- Opening Delimiter -

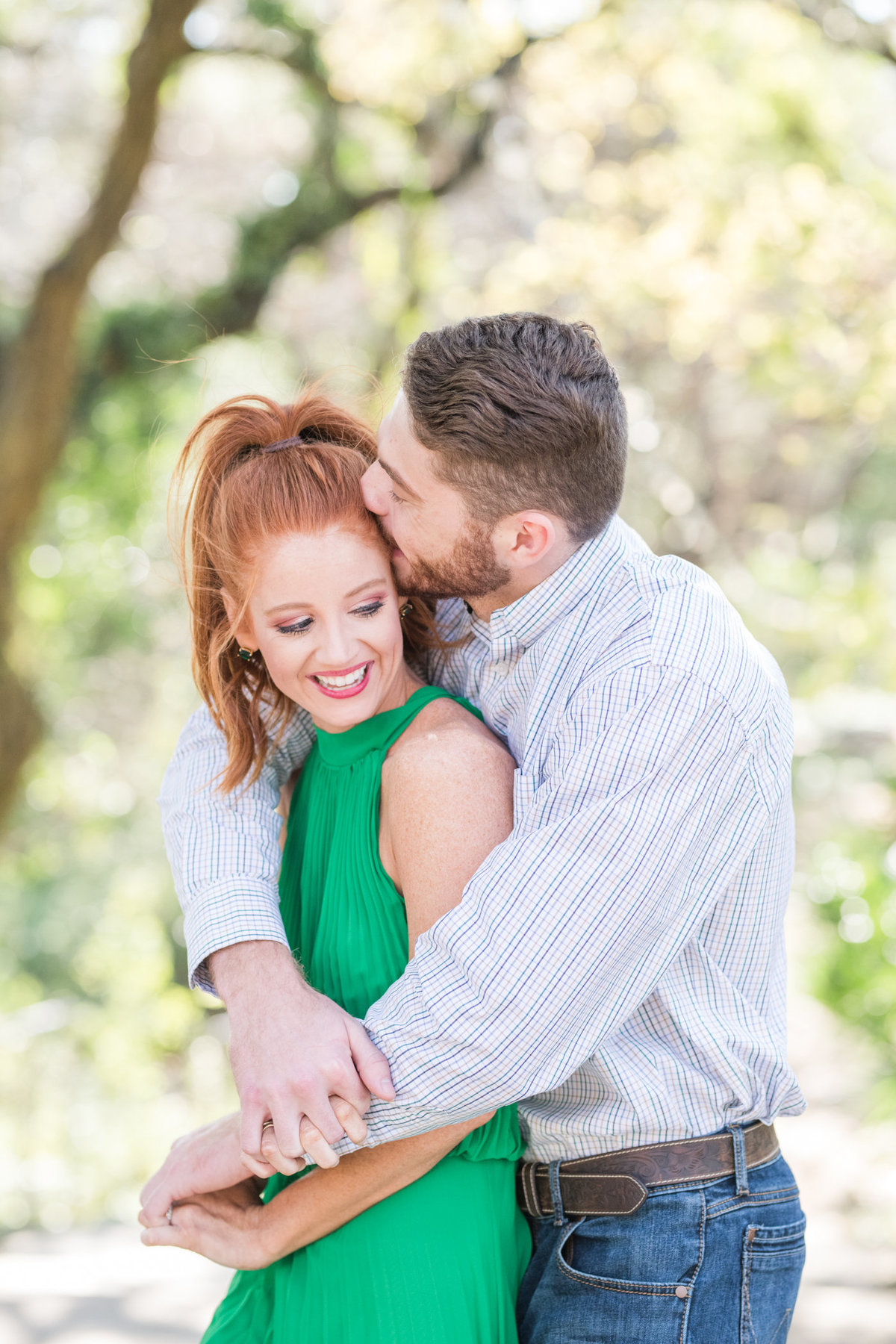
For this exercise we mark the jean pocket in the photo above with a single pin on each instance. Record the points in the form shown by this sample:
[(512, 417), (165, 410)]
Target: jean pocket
[(617, 1310), (773, 1263)]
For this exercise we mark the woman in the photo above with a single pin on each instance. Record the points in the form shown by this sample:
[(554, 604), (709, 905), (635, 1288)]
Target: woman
[(402, 797)]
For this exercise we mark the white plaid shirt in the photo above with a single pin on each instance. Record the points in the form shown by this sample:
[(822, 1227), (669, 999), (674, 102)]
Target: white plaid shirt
[(617, 965)]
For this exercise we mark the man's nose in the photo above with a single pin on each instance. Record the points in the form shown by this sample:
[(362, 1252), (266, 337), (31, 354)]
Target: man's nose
[(373, 490)]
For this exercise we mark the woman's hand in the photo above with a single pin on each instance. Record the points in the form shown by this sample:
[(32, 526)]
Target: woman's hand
[(228, 1226), (206, 1160)]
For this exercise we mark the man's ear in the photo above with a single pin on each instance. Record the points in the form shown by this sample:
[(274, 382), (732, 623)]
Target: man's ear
[(528, 538), (240, 626)]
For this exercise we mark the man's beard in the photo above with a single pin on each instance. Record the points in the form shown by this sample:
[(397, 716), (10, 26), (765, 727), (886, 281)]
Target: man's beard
[(467, 570)]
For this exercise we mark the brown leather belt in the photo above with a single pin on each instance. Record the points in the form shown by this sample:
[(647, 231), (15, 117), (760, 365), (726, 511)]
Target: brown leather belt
[(617, 1183)]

- Closing Delimiter -

__WHAT YOU ARE ASKED TO DO__
Return only and exactly the lines from the one that contains "Target: man's ear" through the final line of the material above.

__EXPECTED ANSWER__
Target: man's ear
[(528, 538), (240, 626)]
For this exercise we mark the man's beard in the photo above with a single pin on each instance. Record the points in the form shown by this sample:
[(397, 716), (10, 26), (765, 727), (886, 281)]
Target: man's beard
[(467, 570)]
For this exercise we mark the brown leather belt in the photo above with a single pin on each instance. Record the points in the form shown by this sample:
[(647, 231), (15, 117), (760, 365), (726, 511)]
Target: brown leather belt
[(617, 1183)]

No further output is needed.